Input records below:

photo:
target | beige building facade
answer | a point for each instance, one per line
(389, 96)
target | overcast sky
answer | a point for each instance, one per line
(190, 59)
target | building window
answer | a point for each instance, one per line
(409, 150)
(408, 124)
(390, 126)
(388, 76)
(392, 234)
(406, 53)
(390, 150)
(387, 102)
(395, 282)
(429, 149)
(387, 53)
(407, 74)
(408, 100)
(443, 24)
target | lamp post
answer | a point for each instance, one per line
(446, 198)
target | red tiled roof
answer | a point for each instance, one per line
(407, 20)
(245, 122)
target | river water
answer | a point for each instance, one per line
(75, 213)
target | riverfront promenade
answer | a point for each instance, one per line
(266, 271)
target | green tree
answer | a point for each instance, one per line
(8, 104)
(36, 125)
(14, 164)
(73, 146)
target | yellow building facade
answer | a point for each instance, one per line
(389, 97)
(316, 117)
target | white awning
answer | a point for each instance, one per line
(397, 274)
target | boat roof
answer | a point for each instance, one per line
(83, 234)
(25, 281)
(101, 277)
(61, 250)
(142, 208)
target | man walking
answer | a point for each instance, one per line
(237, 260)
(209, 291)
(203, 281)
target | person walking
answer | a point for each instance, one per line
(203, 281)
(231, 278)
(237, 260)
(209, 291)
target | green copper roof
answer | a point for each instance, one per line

End of Input records.

• **Try it**:
The answer must consist of each line from the entries that contains the string "facade".

• **Written answer**:
target | beige building facade
target | yellow building facade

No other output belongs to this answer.